* To-do list:
(1) From the page on detecting independence, list every name imported from torch.utils.data.
(2) Copy the listing after the page, line for line, but leave out the picture.

Detecting Independence

In Neural Conditional Probability for Uncertainty Quantification (Kostic et al., 2024), the authors claim that the (deflated) conditional expectation operator can be used to detect the independence of two random variables X and Y by verifying whether it is zero. Here, we show this equivaliance in practice.

Dataset

We consider the data model

\[Y = tX + (1-t)X',\]

where \(X\) and \(X'\) are independent standard Gaussians in \(\mathbb{R}\), and \(t \in [0,1]\) is an interpolating factor. This model allows us to explore both extreme cases (\(t = 0\) for independence and \(t = 1\) where \(Y = X\)) and the continuum in between, to assess the robustness of NCP in detecting independence.

import torch
from torch.utils.data import DataLoader, TensorDataset, random_split


def make_dataset(n_samples: int = 200, t: float = 0.0):
    """Draw sample from data model Y = tX + (1-t)X_, where X and X_ are independent gaussians.

    If t = 0, then X and Y are independent. Otherwise, if t->1, X and Y become ever more dependent.

    Args:
        n_samples (int, optional): Number of samples. Defaults to 200.
        t (float, optional): Interpolation factor. Defaults to 0.0.
    """
    X = torch.normal(mean=0, std=1, size=(n_samples, 1))
    X_ = torch.normal(mean=0, std=1, size=(n_samples, 1))
    Y = t * X + (1 - t) * X_

    ds = TensorDataset(X, Y)

    # Split data into train and val sets
    train_ds, val_ds = random_split(ds, lengths=[0.85, 0.15])

    return train_ds, val_ds

Learning the conditional expectation operator

Now, we go through the process of learning the conditional expectation operator \(\mathbb{E}_{Y \mid X}: L^2_Y \mapsto L^2_X\)

\[[\mathbb{E}_{Y \mid X}g](x) = \mathbb{E}[g(Y) \mid X = x],\]

where \(g \in L^2_Y\). We begin by noting that, if \(\{u_i\}_{i=1}^\infty\) and \(\{v_j\}_{j=1}^\infty\) were orthonormal bases of \(L^2_X\) and \(L^2_Y\) (Orthonormal basis wikipedia), then we could see the conditional expectation operator as an (infinite) matrix \(\mathbf{E}\), where

\[\mathbf{E}_{ij} = \langle u_i, \mathbb{E}_{Y \mid X}v_j \rangle_{L^2_X} = \mathbb{E}_X[u_i(X)[\mathbb{E}_{Y \mid X}v_j](X)] = \mathbb{E}_{XY}[u_i(X)v_j(Y)].\]

Hence, to learn the operator, we “only” need to learn the most important parts of \(\mathbf{E}\). The standard way to deal with such problems is to restrict oneself to finite subspaces of \(L^2_X\) and \(L^2_Y\) and then learn the (finite) matrix there. This corresponds to finding orthonormal functions \(\{u_i\}_{i=1}^d\) and \(\{v_j\}_{j=1}^d\) s.t.

* Given entries:
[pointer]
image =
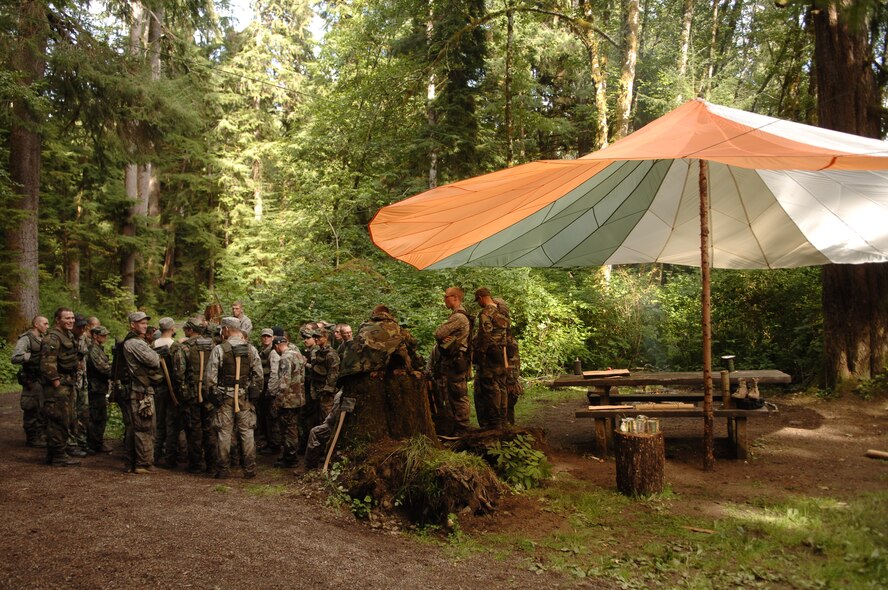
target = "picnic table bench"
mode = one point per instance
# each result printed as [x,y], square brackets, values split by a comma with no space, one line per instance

* Expected outputs:
(1)
DataLoader
TensorDataset
random_split

(2)
[pointer]
image =
target = "picnic table bench"
mode = one point per instance
# each result printed as [x,y], square brackets, values split by a comma with no space, one line per instance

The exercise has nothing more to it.